--- TO BE DONE ---
Output the lines below as a Markdown table with the columns Row and Line, numbering each row and omitting blank lines. Begin at the first line and stop after the line that contains "M788 142L782 177L795".

--- PROVIDED RECORDS ---
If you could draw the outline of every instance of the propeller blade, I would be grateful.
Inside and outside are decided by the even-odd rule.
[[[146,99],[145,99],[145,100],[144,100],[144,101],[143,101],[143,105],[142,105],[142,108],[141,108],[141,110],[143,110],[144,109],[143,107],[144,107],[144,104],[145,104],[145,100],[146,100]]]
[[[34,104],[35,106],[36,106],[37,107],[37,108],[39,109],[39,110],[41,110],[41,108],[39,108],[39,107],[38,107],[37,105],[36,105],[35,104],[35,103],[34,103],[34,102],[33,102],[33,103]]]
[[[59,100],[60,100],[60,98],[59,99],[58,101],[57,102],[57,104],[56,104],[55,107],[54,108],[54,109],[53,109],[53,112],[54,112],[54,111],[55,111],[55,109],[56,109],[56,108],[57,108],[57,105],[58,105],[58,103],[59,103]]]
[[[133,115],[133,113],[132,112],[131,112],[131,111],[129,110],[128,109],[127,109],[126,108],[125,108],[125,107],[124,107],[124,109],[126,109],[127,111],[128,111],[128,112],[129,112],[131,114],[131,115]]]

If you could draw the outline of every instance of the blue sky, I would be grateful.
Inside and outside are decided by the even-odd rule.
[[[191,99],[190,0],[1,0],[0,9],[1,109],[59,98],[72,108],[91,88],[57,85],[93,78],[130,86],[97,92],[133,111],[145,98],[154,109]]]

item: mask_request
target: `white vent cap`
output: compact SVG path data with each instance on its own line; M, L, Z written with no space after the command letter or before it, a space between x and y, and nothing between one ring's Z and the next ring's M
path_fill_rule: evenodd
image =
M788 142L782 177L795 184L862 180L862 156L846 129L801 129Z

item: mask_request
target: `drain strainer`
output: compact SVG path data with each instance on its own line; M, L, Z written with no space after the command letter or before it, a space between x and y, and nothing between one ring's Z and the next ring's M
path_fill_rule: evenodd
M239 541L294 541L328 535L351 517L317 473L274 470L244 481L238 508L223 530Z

--- FULL RESPONSE ---
| Row | Line |
|---|---|
| 1 | If you could draw the outline of every instance of the propeller blade, I would be grateful. |
| 2 | Inside and outside are decided by the even-odd rule. |
| 3 | [[[146,99],[145,99],[145,100],[144,100],[144,101],[143,101],[143,105],[142,105],[142,108],[141,108],[141,110],[143,110],[144,109],[143,107],[144,107],[144,104],[145,104],[145,100],[146,100]]] |
| 4 | [[[34,104],[35,106],[36,106],[37,107],[37,108],[39,109],[39,110],[41,110],[41,108],[39,108],[39,107],[38,107],[37,105],[36,105],[35,104],[35,103],[34,103],[34,102],[33,102],[33,103]]] |
| 5 | [[[59,100],[60,100],[60,98],[59,99],[58,101],[57,102],[57,104],[56,104],[55,107],[54,108],[54,109],[53,109],[53,112],[54,112],[54,111],[55,111],[55,109],[56,109],[56,108],[57,108],[57,105],[58,105],[58,103],[59,103]]] |
| 6 | [[[133,115],[133,113],[132,112],[131,112],[131,111],[129,110],[128,109],[127,109],[126,108],[125,108],[125,107],[124,107],[124,109],[126,109],[127,111],[128,111],[128,112],[129,112],[131,114],[131,115]]] |
| 7 | If you could draw the outline of every instance of the blue sky, I would be grateful. |
| 8 | Inside and outside are decided by the even-odd rule. |
| 9 | [[[191,99],[190,0],[1,0],[0,9],[1,109],[59,98],[72,108],[91,88],[57,85],[93,78],[130,86],[97,92],[133,111],[145,98],[154,109]]] |
| 10 | item: mask_request |
| 11 | target: `white vent cap` |
| 12 | output: compact SVG path data with each instance on its own line; M, L, Z written with no space after the command letter or before it, a space between x and y, and nothing between one ring's Z and the next ring's M |
| 13 | path_fill_rule: evenodd |
| 14 | image = |
| 15 | M788 142L782 177L795 184L862 180L862 156L846 129L801 129Z |